> [DOCUMENT PASSAGE]

|---|

The teacher said it was
physically impossible for a whale to swallow a human because even though it
was a very large mammal its throat was very small.

The little girl stated that
Jonah was swallowed by a whale.
Irritated, the teacher
reiterated that a whale could not swallow a human; it was physically
impossible.
The little girl said, 'When I
get to heaven I will ask Jonah'.
The teacher asked, 'What if
Jonah went to hell?'
The little girl replied,
'Then you ask him'.

A Kindergarten teacher was observing her classroom of children while they
were drawing. She would occasionally walk around to see each child's work.

As she got to one little girl who was working diligently, she asked what the
drawing was.

The girl replied, 'I'm drawing God.'
The teacher paused and said,
'But no one knows what God looks like.'
Without missing a beat, or looking up from her drawing, the girl replied,
'They will in a minute.'

A Sunday school teacher was discussing the Ten Commandments with her five
and six
year olds.

|---|

> [DATA SHOWN]
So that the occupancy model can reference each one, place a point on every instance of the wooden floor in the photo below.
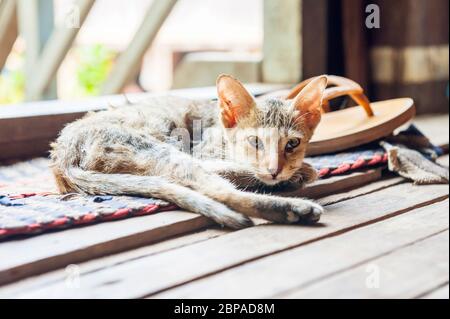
(384, 239)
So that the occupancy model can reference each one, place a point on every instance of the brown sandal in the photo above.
(354, 126)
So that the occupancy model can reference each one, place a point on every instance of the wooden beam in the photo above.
(35, 25)
(127, 65)
(8, 29)
(314, 38)
(282, 41)
(26, 129)
(55, 50)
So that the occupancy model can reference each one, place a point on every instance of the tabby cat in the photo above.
(133, 150)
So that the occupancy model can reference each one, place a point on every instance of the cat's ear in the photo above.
(234, 100)
(308, 102)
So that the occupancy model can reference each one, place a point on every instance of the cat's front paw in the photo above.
(304, 211)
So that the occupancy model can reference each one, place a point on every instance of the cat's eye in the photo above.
(256, 142)
(292, 144)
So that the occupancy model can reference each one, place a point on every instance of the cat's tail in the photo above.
(95, 183)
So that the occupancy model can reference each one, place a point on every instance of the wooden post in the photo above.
(282, 41)
(56, 49)
(8, 28)
(129, 61)
(36, 21)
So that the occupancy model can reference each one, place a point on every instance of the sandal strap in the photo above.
(341, 86)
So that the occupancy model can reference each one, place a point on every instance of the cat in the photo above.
(132, 150)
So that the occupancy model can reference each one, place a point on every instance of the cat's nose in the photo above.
(274, 172)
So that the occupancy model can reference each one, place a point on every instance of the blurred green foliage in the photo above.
(94, 65)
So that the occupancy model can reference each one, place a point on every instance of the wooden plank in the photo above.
(404, 273)
(33, 283)
(55, 50)
(127, 66)
(22, 258)
(165, 270)
(336, 184)
(346, 194)
(435, 127)
(440, 293)
(444, 160)
(8, 29)
(294, 269)
(59, 254)
(199, 69)
(282, 41)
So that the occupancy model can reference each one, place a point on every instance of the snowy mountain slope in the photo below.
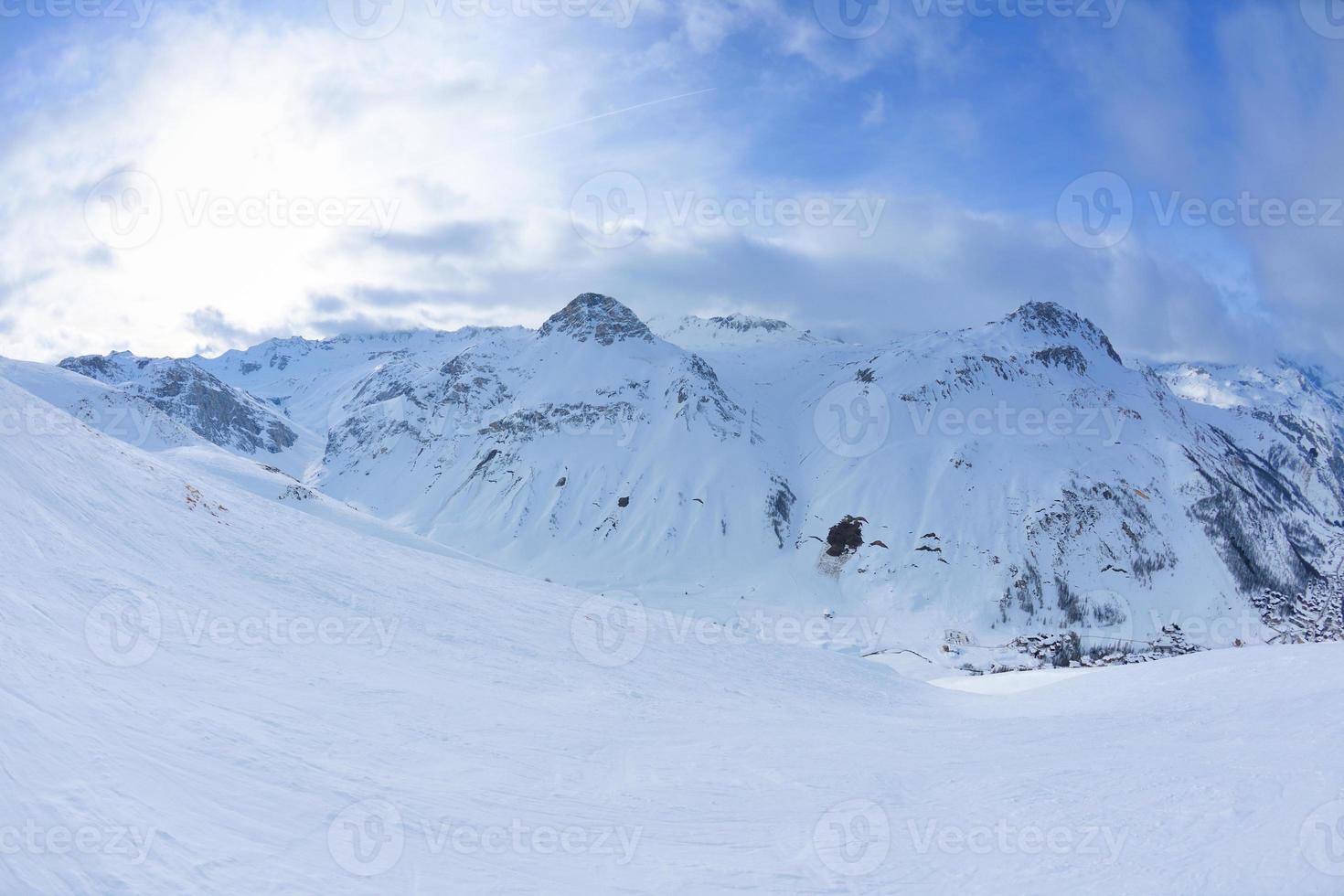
(106, 409)
(1011, 478)
(208, 692)
(1289, 415)
(214, 410)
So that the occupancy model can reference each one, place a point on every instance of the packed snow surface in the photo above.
(215, 684)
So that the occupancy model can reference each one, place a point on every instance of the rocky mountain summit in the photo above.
(1011, 480)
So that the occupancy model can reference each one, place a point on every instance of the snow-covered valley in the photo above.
(212, 690)
(978, 491)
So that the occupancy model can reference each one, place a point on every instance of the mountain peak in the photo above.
(597, 317)
(1052, 318)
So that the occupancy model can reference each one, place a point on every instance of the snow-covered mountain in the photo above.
(217, 687)
(208, 407)
(1006, 480)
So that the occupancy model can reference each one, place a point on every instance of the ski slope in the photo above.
(208, 689)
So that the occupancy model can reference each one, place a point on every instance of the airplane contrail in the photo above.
(618, 112)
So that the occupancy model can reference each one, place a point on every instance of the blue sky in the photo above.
(460, 162)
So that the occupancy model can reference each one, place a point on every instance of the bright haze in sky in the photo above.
(192, 176)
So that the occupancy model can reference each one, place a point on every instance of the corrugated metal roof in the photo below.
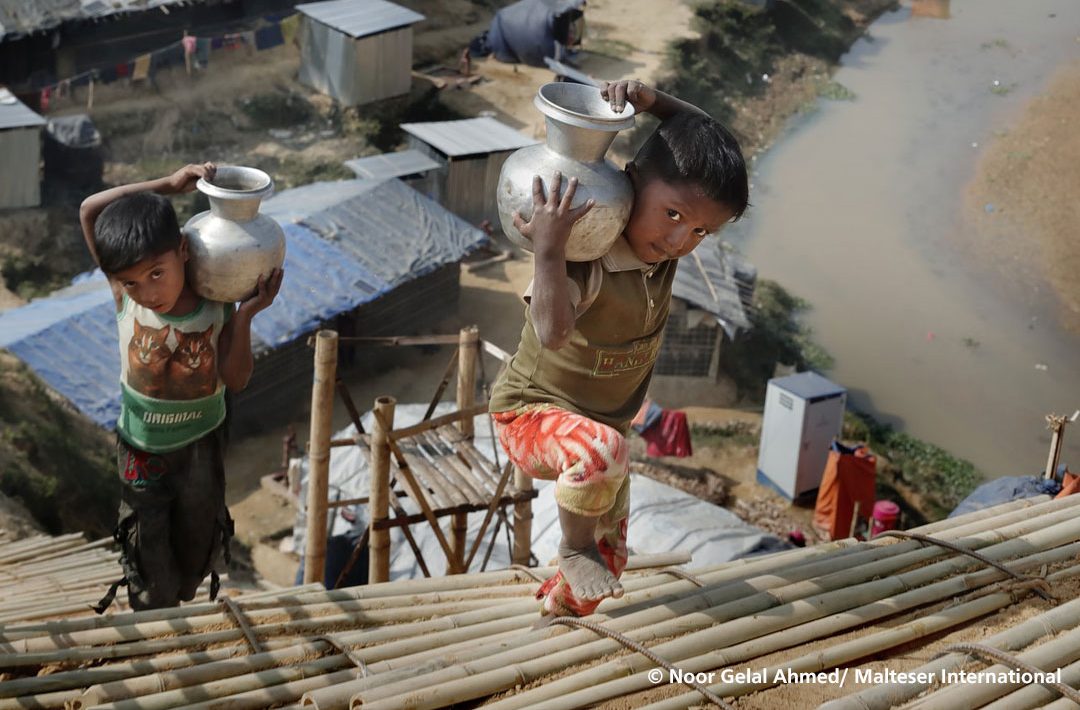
(707, 279)
(391, 164)
(348, 243)
(26, 16)
(16, 115)
(469, 136)
(360, 17)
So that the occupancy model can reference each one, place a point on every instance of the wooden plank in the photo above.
(476, 481)
(448, 491)
(405, 432)
(462, 483)
(496, 501)
(418, 496)
(433, 490)
(478, 464)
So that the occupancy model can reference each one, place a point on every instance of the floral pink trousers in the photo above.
(589, 463)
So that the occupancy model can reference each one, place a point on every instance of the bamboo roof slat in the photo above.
(433, 642)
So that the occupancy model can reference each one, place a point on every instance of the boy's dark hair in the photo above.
(133, 228)
(693, 148)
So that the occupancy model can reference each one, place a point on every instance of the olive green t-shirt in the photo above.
(604, 371)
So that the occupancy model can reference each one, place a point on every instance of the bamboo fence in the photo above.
(435, 642)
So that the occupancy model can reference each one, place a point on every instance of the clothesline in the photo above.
(139, 66)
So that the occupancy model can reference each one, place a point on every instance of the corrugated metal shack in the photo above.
(712, 297)
(471, 152)
(19, 153)
(356, 51)
(43, 41)
(410, 166)
(376, 257)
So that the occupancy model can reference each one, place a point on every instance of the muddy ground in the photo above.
(1026, 184)
(250, 108)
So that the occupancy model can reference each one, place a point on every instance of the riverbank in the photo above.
(1024, 195)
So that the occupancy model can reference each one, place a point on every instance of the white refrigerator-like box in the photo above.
(802, 414)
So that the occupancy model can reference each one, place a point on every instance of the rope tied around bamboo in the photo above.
(633, 645)
(527, 571)
(682, 574)
(238, 616)
(1016, 664)
(926, 539)
(345, 651)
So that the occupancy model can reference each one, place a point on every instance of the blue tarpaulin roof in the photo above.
(347, 244)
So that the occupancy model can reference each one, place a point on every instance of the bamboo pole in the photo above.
(1051, 655)
(322, 414)
(827, 594)
(523, 520)
(871, 644)
(378, 568)
(256, 600)
(888, 695)
(1036, 695)
(1056, 426)
(468, 351)
(596, 684)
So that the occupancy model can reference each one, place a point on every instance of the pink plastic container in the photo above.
(883, 518)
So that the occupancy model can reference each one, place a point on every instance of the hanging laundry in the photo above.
(268, 37)
(671, 437)
(142, 69)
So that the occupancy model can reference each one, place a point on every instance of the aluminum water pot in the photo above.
(581, 126)
(231, 245)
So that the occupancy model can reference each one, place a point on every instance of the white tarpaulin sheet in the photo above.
(662, 519)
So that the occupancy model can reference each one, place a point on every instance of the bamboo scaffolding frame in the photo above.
(322, 413)
(738, 619)
(231, 686)
(478, 620)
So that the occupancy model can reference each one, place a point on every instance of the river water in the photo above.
(858, 210)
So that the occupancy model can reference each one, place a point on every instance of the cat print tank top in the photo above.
(171, 393)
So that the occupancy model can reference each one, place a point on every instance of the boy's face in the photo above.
(669, 220)
(156, 282)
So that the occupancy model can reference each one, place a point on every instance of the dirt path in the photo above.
(1024, 193)
(623, 39)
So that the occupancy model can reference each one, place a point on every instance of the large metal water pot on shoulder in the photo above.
(231, 245)
(581, 128)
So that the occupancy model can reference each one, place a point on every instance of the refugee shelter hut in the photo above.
(867, 606)
(356, 51)
(46, 41)
(471, 152)
(376, 255)
(73, 156)
(19, 153)
(410, 166)
(711, 300)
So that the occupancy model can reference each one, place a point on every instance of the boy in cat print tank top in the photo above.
(178, 352)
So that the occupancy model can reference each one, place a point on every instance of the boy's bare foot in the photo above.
(586, 573)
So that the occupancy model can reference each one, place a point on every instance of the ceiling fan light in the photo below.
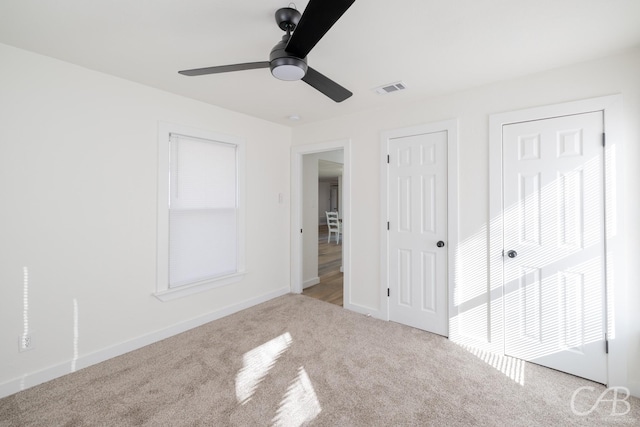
(288, 72)
(288, 68)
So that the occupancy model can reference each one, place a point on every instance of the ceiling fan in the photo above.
(288, 59)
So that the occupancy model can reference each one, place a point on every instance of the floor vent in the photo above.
(389, 88)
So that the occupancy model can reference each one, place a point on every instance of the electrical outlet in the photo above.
(25, 342)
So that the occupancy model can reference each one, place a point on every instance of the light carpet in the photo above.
(296, 361)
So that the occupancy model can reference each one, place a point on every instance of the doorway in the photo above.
(322, 194)
(307, 222)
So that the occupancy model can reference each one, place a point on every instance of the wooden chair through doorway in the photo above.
(334, 226)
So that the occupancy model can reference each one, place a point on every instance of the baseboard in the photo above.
(310, 282)
(32, 379)
(634, 389)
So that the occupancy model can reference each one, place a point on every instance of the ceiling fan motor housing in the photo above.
(283, 65)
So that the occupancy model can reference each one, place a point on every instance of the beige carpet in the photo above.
(298, 361)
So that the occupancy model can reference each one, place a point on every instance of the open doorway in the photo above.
(320, 184)
(326, 274)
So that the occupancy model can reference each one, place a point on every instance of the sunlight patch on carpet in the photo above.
(256, 364)
(510, 366)
(299, 404)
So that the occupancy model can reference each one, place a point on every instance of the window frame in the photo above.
(163, 292)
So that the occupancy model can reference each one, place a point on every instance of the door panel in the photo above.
(554, 220)
(417, 185)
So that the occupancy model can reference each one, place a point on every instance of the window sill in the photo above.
(186, 290)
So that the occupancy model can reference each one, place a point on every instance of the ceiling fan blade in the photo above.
(317, 19)
(225, 68)
(325, 85)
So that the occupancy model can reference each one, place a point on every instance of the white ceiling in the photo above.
(433, 46)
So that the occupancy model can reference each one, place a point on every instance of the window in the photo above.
(200, 211)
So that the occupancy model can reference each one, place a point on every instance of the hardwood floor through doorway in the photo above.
(330, 288)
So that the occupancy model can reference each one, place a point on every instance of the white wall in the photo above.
(618, 74)
(78, 185)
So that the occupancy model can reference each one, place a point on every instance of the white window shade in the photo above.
(203, 210)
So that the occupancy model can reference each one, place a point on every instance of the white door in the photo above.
(417, 198)
(554, 253)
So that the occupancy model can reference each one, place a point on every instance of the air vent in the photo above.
(389, 88)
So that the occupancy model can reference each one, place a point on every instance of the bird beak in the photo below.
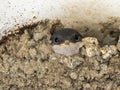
(66, 42)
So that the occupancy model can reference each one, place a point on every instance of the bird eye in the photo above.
(76, 37)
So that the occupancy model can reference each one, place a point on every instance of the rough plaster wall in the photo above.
(72, 13)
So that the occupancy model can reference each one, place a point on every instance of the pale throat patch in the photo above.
(67, 50)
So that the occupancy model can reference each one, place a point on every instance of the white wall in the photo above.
(73, 13)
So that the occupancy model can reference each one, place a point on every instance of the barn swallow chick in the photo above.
(66, 41)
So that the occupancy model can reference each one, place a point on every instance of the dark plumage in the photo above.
(62, 35)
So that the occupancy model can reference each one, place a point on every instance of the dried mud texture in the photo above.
(27, 61)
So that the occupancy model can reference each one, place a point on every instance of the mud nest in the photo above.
(27, 61)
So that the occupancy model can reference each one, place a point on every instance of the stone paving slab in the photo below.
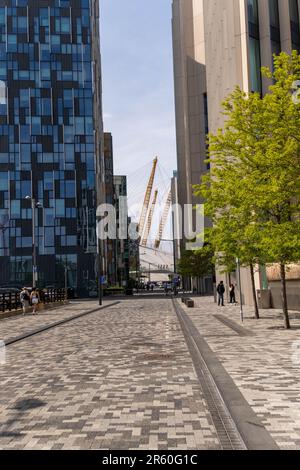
(119, 379)
(16, 326)
(264, 365)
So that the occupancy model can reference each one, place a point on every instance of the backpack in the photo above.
(24, 296)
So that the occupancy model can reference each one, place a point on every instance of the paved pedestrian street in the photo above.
(127, 377)
(121, 378)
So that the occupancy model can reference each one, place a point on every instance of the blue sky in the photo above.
(138, 93)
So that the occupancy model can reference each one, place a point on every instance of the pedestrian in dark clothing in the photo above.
(221, 292)
(232, 294)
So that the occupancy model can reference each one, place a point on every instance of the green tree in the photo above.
(197, 263)
(252, 192)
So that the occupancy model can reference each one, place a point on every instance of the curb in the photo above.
(16, 339)
(42, 307)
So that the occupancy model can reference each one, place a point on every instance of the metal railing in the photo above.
(10, 301)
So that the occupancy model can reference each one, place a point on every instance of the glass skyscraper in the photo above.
(50, 139)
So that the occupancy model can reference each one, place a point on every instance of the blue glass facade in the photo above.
(47, 143)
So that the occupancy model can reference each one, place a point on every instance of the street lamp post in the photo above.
(34, 205)
(240, 288)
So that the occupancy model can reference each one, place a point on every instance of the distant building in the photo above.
(122, 245)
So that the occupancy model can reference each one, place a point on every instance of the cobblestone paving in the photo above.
(121, 378)
(16, 326)
(265, 366)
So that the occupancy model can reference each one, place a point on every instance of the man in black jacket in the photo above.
(221, 292)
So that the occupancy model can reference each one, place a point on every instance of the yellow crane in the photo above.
(147, 198)
(149, 221)
(163, 221)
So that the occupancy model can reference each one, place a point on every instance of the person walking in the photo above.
(221, 292)
(232, 294)
(35, 300)
(24, 299)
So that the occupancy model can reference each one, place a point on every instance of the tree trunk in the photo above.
(284, 297)
(256, 310)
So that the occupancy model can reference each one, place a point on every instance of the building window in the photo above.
(255, 65)
(254, 47)
(275, 27)
(295, 25)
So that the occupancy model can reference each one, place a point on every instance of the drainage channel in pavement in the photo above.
(236, 423)
(229, 437)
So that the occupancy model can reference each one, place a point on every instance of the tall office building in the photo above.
(50, 139)
(219, 44)
(110, 245)
(121, 245)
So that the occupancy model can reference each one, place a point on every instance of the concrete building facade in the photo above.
(217, 46)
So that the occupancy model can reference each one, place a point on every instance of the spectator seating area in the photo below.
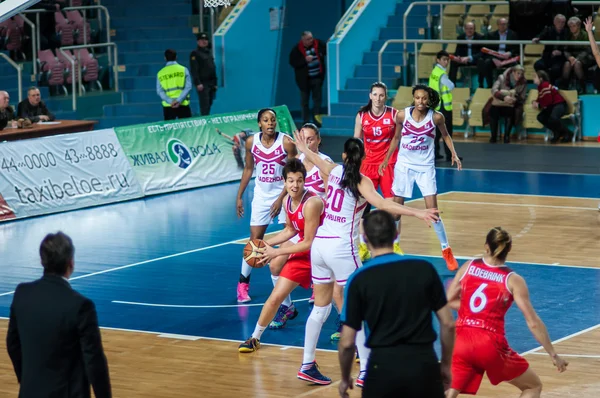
(467, 109)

|---|

> [WHAT IS ASKED]
(a) Do these statements agree with the classroom jokes? (i) The teacher said a whale's throat was very small. (ii) The girl drawing God looked up from her paper before she answered. (iii) The Sunday school teacher was going over the Ten Commandments with eight-year-olds. Answer each with yes or no, and quote the words from the classroom jokes that decide it.
(b) Pick up the classroom jokes after their last sentence and keep writing.

> [RESPONSES PER TASK]
(a)
(i) Yes: "its throat was very small"
(ii) No: "Without missing a beat, or looking up from her drawing"
(iii) No: "with her five and six year olds"

(b)
After explaining the commandment to 'honor' thy Father and thy Mother, she
asked, 'Is there a commandment that teaches us how to treat our brothers and
sisters?'

From the back, one little boy (the oldest of a family) answered, 'Thou
shall not kill.'

One day a little girl was sitting and watching her mother do the dishes at
the kitchen sink. She suddenly noticed that her mother had several strands
of white hair sticking out in contrast on her brunette head.

She looked at her mother and
inquisitively asked, 'Why are some of your hairs white,
Mum?'
Her mother replied, 'Well, every time that you do something wrong and make
me cry or unhappy, one of my
hairs turns white.'
The little girl thought about this revelation for a while and then said,
'Mummy, how come ALL of grandma's hairs are white?'I love this one!!!


The children had all been photographed, and the teacher was trying to
persuade them each to buy a copy of the group picture.
'Just think how nice it will be to look at it when you are all grown up and
say, 'There's Jennifer, she's a lawyer,' or 'That's Michael, He's a doctor.'

A small voice at the back of the room rang out, 'And there's the teacher,
she's dead.'
A teacher was giving a lesson on the circulation of the blood. Trying to
make the matter clearer, she said, 'Now, class, if I stood on my head, the
blood, as you know, would run into it, and I would turn red in the face.'

'Yes,' the class said.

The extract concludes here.